> **TASK DESCRIPTION**: Rewrite every line from the one containing "Give x and y for each instance of the grey slate" through the one containing "<point>197,178</point>", with the requests included. Add 108 to each coordinate in the answer points, and leave the sample points in the requests unchanged.
** Start of DATA SHOWN **
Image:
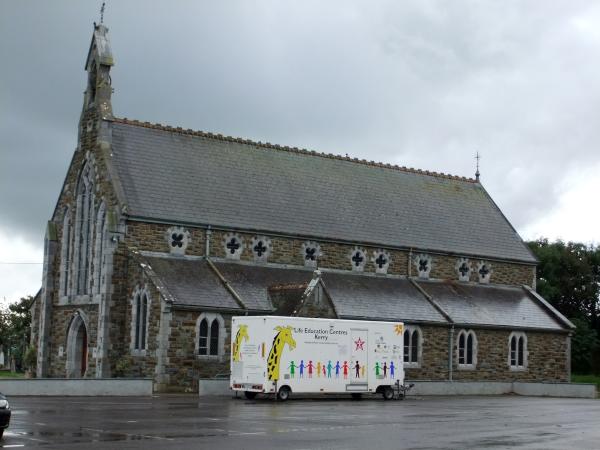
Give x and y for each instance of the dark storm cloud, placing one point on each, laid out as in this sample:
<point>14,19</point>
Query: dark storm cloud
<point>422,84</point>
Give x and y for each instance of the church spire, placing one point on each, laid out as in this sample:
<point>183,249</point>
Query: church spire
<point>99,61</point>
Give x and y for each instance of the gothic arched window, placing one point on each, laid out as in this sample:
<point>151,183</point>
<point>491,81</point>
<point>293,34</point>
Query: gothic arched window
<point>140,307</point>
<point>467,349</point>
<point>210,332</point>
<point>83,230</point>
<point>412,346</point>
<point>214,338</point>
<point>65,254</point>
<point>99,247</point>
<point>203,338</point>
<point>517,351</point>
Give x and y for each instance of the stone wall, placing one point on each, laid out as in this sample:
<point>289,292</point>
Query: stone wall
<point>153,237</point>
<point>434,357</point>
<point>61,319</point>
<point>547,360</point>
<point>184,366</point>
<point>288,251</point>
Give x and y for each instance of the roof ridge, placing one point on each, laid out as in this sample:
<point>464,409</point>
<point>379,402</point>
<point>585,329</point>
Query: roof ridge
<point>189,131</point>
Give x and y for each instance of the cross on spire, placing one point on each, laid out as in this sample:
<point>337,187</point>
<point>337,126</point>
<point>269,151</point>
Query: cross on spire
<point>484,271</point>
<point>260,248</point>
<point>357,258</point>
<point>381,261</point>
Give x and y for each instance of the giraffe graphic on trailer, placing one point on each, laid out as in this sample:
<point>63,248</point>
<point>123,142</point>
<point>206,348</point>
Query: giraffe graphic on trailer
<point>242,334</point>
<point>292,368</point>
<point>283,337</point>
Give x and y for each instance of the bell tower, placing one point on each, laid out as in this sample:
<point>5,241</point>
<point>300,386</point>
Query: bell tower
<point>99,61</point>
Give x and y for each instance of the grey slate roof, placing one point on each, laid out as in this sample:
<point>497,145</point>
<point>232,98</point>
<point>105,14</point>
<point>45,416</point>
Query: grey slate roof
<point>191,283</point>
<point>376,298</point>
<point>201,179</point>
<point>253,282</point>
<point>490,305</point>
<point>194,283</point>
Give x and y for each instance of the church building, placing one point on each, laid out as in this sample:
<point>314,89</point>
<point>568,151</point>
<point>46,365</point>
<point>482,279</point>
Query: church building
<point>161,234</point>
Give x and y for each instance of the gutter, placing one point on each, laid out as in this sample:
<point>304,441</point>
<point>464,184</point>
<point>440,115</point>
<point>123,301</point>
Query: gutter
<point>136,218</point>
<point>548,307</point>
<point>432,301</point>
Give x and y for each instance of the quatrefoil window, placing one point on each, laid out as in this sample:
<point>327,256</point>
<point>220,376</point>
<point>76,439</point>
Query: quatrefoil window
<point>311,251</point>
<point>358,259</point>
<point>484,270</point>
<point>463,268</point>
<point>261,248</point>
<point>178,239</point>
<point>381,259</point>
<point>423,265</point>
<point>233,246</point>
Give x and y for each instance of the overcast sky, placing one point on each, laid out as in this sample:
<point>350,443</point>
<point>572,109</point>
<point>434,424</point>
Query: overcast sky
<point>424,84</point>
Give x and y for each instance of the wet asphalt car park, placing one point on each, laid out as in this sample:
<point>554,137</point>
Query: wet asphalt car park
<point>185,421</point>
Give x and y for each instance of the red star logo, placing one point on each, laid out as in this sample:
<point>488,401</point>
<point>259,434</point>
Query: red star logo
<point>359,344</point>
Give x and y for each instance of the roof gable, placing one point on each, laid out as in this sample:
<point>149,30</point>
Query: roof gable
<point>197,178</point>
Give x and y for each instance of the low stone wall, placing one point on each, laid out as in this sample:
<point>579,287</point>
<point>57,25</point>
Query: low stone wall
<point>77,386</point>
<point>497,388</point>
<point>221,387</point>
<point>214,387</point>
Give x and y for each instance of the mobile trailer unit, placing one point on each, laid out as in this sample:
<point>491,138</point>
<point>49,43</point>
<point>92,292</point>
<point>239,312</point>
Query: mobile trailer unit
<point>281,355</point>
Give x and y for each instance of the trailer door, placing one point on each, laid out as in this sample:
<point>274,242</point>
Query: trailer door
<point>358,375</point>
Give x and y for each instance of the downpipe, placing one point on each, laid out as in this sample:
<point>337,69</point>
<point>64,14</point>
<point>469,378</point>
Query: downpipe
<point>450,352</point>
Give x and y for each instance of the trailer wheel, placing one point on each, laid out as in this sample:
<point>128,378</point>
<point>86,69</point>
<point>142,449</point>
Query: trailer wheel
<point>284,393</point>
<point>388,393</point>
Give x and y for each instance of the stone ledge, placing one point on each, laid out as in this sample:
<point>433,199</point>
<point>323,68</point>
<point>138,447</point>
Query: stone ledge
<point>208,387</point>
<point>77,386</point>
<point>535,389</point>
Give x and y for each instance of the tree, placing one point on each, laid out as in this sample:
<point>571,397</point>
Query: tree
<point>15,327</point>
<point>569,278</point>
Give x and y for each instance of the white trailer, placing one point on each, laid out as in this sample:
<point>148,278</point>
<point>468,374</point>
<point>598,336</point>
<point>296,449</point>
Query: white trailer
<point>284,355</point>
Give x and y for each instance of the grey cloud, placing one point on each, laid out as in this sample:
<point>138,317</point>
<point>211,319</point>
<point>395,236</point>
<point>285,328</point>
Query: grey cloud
** End of DATA SHOWN **
> **IN RESPONSE**:
Give x and y for each instance of the grey slate roof, placing one point on each, laid out as in this sample:
<point>497,145</point>
<point>232,98</point>
<point>105,14</point>
<point>45,416</point>
Query: grey slate roof
<point>299,391</point>
<point>484,406</point>
<point>309,287</point>
<point>361,390</point>
<point>598,413</point>
<point>302,391</point>
Give x and y for each instance of the church building, placing one point on each, laid out as in this sample:
<point>314,89</point>
<point>568,151</point>
<point>46,365</point>
<point>482,279</point>
Query: church building
<point>269,342</point>
Give x and y for each instance of the gutter, placing one point on each, laid out as in this sample:
<point>304,441</point>
<point>464,184</point>
<point>440,115</point>
<point>123,301</point>
Query: gutter
<point>244,326</point>
<point>656,415</point>
<point>540,409</point>
Give x and y for each instance of the quatrefoil window, placing one point on each, laid out as in this sample:
<point>327,256</point>
<point>220,376</point>
<point>76,439</point>
Query: quatrefoil window
<point>419,359</point>
<point>466,367</point>
<point>592,378</point>
<point>571,376</point>
<point>369,356</point>
<point>286,347</point>
<point>489,367</point>
<point>531,373</point>
<point>341,354</point>
Give x and y for each instance of the overcast sky, placing one point on each, laid out as in this sample:
<point>350,443</point>
<point>572,109</point>
<point>434,424</point>
Query: overcast sky
<point>532,192</point>
Give x and y for each instance of the wet asphalt car park, placing one point on each, laid out as in this sample:
<point>554,137</point>
Query: wet asphalt car park
<point>293,529</point>
Give x and y for each instance of the red star logo, placing one point on each, laid out as in this sample:
<point>488,401</point>
<point>259,434</point>
Query: red star logo
<point>467,452</point>
Give x and y for each instance of the roof gable, placing one point on each, laid out as in this sample:
<point>149,30</point>
Query: roof gable
<point>305,286</point>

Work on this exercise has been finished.